Reproduce every line of the listing below word for word, leaving out the pictures.

____

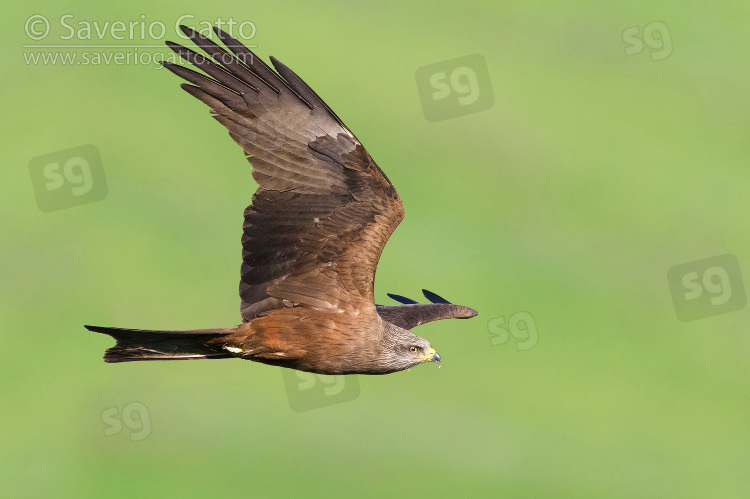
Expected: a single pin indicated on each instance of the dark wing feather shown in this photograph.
(324, 210)
(410, 316)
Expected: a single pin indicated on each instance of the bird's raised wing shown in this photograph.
(324, 210)
(413, 314)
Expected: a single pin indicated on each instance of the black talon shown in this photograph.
(402, 299)
(433, 297)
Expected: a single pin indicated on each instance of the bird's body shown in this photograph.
(312, 236)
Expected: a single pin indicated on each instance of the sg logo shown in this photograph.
(707, 287)
(307, 391)
(68, 178)
(134, 416)
(454, 88)
(521, 327)
(656, 37)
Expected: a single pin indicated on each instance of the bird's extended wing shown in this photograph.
(324, 210)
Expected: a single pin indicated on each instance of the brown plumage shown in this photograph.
(312, 236)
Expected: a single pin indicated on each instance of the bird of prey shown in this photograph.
(312, 236)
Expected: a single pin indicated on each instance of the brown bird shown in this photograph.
(312, 236)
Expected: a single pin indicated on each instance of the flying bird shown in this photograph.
(312, 236)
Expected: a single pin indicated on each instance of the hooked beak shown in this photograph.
(430, 356)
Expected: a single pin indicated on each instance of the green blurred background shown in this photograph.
(593, 174)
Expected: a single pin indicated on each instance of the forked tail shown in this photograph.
(138, 344)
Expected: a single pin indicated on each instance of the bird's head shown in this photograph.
(404, 349)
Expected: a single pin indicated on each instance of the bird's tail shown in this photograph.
(138, 344)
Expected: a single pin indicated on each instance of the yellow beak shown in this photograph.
(430, 356)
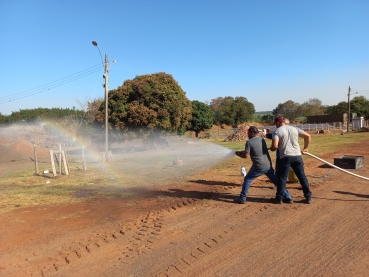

____

Correct result:
Expected: a single pin indicated on each instance of the dark wing feather shown in this photograph.
(324, 210)
(410, 316)
Expected: a single pin indicated on each instance of the bird's raised wing shown in this photograph.
(324, 210)
(413, 314)
Expected: a single pin indicated on each instance of the black talon shown in this photograph.
(402, 299)
(433, 297)
Expected: a single pin indicated on each instance of the bird's body shown in this photograph.
(312, 236)
Expected: a single pin indicated on each instance of the sg logo shown in this photograph.
(707, 287)
(307, 391)
(68, 178)
(134, 416)
(454, 88)
(521, 327)
(656, 37)
Expected: a single pin indicated on each instance of the bird's extended wing shown in this photograph.
(324, 210)
Expected: a single pin indicated on each instance of the brown plumage shown in this photograph.
(312, 236)
Expected: a single pin indicated on each instance of the bird of prey shown in this photograph.
(312, 236)
Expected: a single pin indicated on each instance of the brown bird shown in this photograph.
(312, 236)
Expected: a single pin indicated on each instance of the flying bird shown in this photograph.
(312, 236)
Expected: a single pin indicated on each instance of the hooked beak shown in this photograph.
(430, 356)
Expected: a single pin indicated on each instance of the green blurred background shown in this photograph.
(593, 174)
Expected: a single pin indicated on each instance of the forked tail shown in this photograph.
(138, 344)
Expected: a single pin indicated on each instance of the bird's head shown in this photograph.
(404, 349)
Expected: a single pin indicated on each instance of the bird's tail shown in this photograph.
(138, 344)
Expected: a single pin indicated on each instance of the yellow beak shown in this photograph.
(430, 356)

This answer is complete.